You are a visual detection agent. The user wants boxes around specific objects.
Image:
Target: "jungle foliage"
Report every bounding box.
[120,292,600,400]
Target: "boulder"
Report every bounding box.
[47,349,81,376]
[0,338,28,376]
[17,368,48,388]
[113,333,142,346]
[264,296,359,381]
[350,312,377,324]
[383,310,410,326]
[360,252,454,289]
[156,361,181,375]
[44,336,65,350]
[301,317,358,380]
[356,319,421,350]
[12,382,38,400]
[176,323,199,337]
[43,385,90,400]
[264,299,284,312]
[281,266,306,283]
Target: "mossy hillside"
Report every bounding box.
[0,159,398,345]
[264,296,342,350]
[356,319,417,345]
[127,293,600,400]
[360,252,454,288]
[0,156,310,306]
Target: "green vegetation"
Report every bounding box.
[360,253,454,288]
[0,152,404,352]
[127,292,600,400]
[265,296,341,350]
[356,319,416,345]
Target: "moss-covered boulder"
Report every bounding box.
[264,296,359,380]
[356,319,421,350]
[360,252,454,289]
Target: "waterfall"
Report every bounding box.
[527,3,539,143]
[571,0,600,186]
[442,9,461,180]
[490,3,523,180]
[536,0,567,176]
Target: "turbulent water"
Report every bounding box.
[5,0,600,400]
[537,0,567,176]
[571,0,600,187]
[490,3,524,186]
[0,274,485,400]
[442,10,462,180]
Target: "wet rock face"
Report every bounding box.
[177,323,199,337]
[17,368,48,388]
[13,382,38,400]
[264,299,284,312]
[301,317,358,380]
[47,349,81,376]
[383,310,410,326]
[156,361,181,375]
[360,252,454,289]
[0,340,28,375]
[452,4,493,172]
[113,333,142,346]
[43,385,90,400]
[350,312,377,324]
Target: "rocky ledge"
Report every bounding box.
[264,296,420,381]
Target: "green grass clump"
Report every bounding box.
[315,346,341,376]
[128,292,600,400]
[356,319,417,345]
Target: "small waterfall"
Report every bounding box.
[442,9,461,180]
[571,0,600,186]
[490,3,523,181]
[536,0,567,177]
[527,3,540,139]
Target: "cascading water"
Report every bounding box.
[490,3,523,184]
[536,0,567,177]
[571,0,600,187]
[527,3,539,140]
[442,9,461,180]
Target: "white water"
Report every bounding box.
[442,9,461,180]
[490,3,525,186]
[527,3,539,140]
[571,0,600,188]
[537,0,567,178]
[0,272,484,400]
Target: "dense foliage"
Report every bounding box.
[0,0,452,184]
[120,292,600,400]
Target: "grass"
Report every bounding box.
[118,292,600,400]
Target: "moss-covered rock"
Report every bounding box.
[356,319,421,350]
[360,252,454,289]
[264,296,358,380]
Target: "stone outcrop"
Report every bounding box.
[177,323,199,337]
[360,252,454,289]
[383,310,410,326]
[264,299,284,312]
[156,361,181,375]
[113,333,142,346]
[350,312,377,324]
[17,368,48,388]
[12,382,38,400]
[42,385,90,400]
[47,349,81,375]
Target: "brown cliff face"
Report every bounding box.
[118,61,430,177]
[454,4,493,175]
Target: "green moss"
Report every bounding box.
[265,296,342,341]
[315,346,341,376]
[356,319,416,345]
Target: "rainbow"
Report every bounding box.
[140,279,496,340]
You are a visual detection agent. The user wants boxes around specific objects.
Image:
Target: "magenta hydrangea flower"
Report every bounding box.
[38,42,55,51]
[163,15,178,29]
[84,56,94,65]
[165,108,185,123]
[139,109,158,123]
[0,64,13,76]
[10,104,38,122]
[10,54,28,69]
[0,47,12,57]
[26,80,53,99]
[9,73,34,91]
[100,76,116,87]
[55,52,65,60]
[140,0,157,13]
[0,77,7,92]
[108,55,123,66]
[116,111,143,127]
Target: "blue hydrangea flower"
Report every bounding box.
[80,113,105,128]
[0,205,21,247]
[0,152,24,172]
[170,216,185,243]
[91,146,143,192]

· · · ·

**AIM OF THE EXERCISE**
Please copy the material above from its first line through the line holding "[0,272,484,400]", inclusive, requests and all, and nothing beyond that line. Multiply every box coordinate in the answers by 2.5, rounding each result to a whole number with halves rounded up.

**TASK OUTPUT**
You are a visual detection agent. The user wants boxes around specific objects.
Image:
Target: "jungle foliage"
Report every bounding box.
[300,730,1500,1000]
Target: "boulder"
Report every bounding box.
[118,873,203,940]
[0,845,70,940]
[43,920,120,970]
[283,833,355,865]
[660,740,898,953]
[875,780,943,810]
[958,775,1025,815]
[900,630,1135,723]
[390,903,453,938]
[110,840,163,875]
[753,793,895,950]
[890,798,1053,875]
[30,955,95,1000]
[440,808,498,843]
[108,963,225,1000]
[660,748,710,780]
[703,665,765,708]
Target: "mossy hillside"
Report every bounding box.
[0,398,995,863]
[660,740,855,875]
[890,798,1043,863]
[318,733,1500,1000]
[900,630,1135,720]
[0,390,775,765]
Target: "green vegetation"
Report every bounding box.
[900,633,1135,720]
[0,380,1010,880]
[318,730,1500,1000]
[663,740,853,875]
[890,798,1040,863]
Target: "moss-covered boulder"
Report every bounding box.
[660,740,898,950]
[890,798,1053,875]
[900,630,1135,723]
Target: "waterfall"
Report every bounding box.
[1318,8,1348,358]
[1428,0,1500,465]
[1105,23,1153,450]
[1225,8,1308,450]
[1340,0,1418,440]
Target: "turbulent water"
Report every bounding box.
[13,0,1500,1000]
[1343,0,1418,440]
[1428,0,1500,468]
[1225,8,1310,465]
[0,685,1213,1000]
[1105,25,1155,450]
Target: "wet rock face"
Report every bounding box.
[443,808,498,843]
[43,920,120,970]
[33,955,95,1000]
[660,748,710,780]
[753,793,895,950]
[118,873,203,940]
[958,775,1025,815]
[390,903,453,938]
[900,630,1135,723]
[0,850,70,938]
[1130,10,1233,430]
[283,833,355,865]
[108,963,225,1000]
[875,780,943,810]
Target: "rocky ledge"
Report every bounding box.
[660,740,1050,953]
Target: "green grass clump"
Report every bounding box.
[788,865,853,940]
[320,730,1500,1000]
[890,798,1043,863]
Target: "small waterfall"
Report every bounding box.
[1105,23,1153,450]
[1428,0,1500,465]
[1225,8,1308,453]
[1340,0,1418,443]
[1318,8,1350,348]
Target: "cascading water"
Report every bounding box.
[1225,8,1308,460]
[1340,0,1418,443]
[1428,0,1500,468]
[1318,8,1348,350]
[1105,23,1153,450]
Target: "white water"
Report every bounding box.
[1105,23,1153,450]
[1225,8,1313,465]
[1318,8,1348,350]
[1428,0,1500,470]
[1343,0,1418,445]
[0,680,1210,1000]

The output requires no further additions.